(Saved entries)
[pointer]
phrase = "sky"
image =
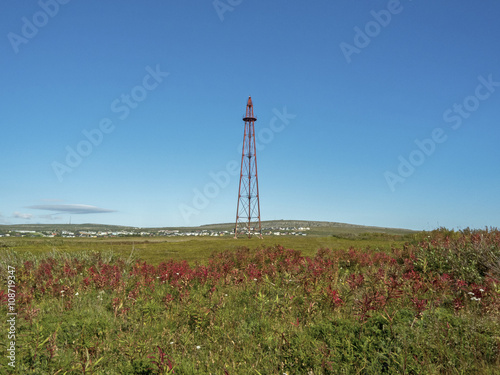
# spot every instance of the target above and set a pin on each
(382, 113)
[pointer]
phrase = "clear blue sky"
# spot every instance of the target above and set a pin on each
(379, 113)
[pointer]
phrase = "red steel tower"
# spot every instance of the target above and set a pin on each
(248, 208)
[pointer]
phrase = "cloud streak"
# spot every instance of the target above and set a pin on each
(19, 215)
(75, 209)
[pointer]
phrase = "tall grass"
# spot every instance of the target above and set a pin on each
(427, 308)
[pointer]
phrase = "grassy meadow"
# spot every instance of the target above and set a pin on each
(418, 303)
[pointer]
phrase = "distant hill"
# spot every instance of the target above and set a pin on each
(315, 227)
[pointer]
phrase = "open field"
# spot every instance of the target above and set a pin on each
(197, 249)
(418, 303)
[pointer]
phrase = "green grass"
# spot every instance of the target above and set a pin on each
(369, 305)
(198, 249)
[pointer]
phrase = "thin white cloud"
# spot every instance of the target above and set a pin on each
(75, 209)
(19, 215)
(3, 220)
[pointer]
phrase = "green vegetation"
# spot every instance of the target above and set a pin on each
(427, 303)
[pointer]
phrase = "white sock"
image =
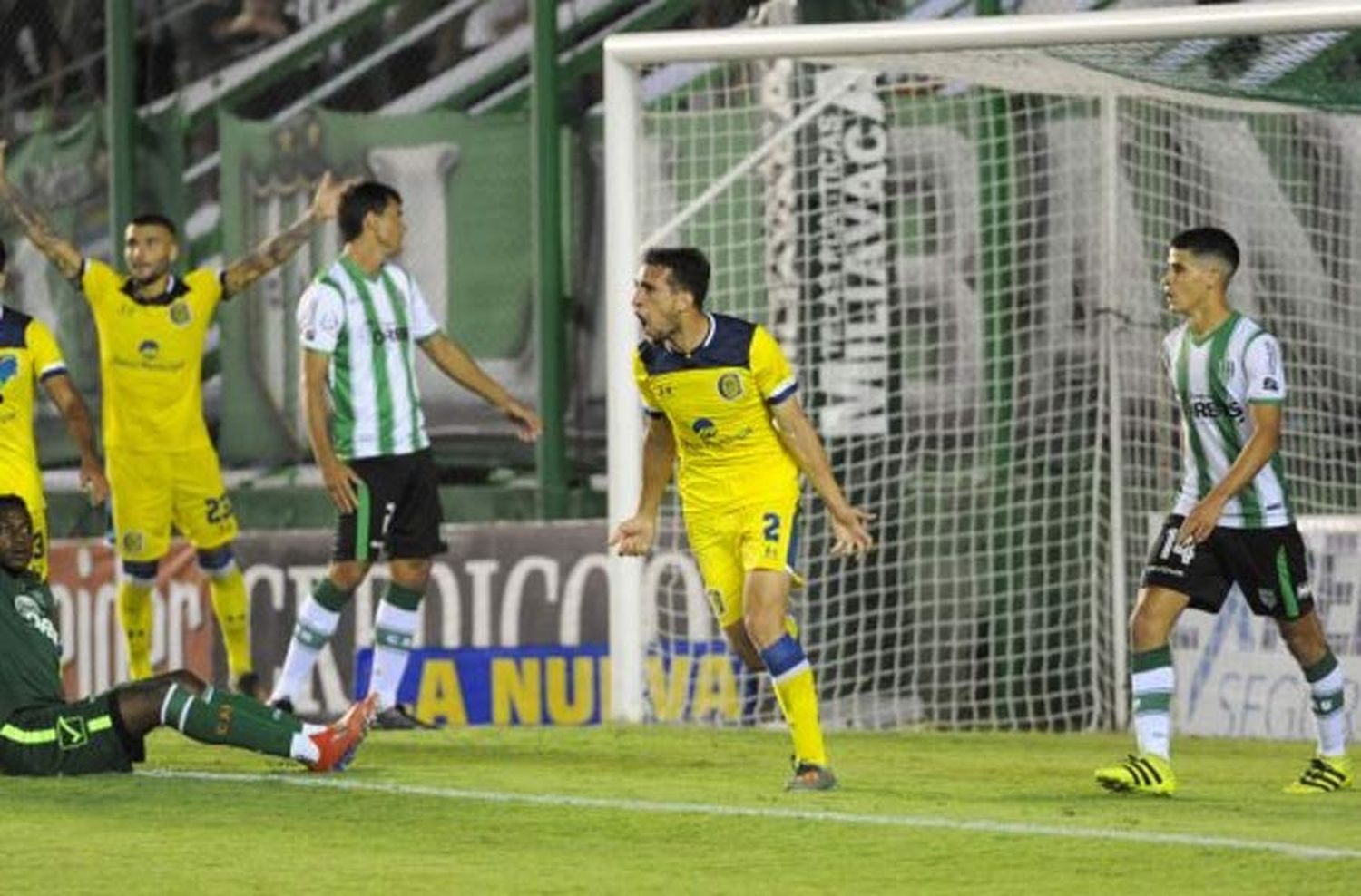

■ PROBLEM TO WORK ON ■
Every line above is to be given again exactly, apart from the pictures.

■ OUTPUT OF THE TASK ■
[pointer]
phrase = "sky"
image =
# spot every instance of the target above and set a pin on each
(382, 113)
[pointer]
phrase = "clear blue sky"
# spot every instance of the target above and set a pin on each
(379, 113)
[pointer]
phrase = "red steel tower"
# spot every instance of the target above and set a pin on each
(248, 208)
[pointer]
phrase = "cloud streak"
# spot every instance of the target above and set a pin on each
(19, 215)
(75, 209)
[pointer]
phrase = "tall grass"
# spot every instance of the target above and set a pin on each
(427, 308)
[pointer]
phrase = "grassy meadow"
# spot every instance of the target above and set a pin on each
(418, 303)
[pointer]
phrase = "distant hill"
# spot every instance of the target above and set a pin on each
(315, 227)
[pointer]
phrase = "open field"
# spot every instance of the target above and set a pin on each
(197, 249)
(418, 303)
[pointer]
phrase = "green grass"
# spot every instance of the target above and set a pin on each
(369, 305)
(198, 249)
[pointer]
phrase = "thin white cloud"
# spot every instance of the target above and set a pin on each
(75, 209)
(19, 215)
(3, 220)
[pointer]
phrase = "green vegetation"
# spot every instance of the target above and set a pin on each
(427, 303)
[pointer]
phrase = "white sock"
image =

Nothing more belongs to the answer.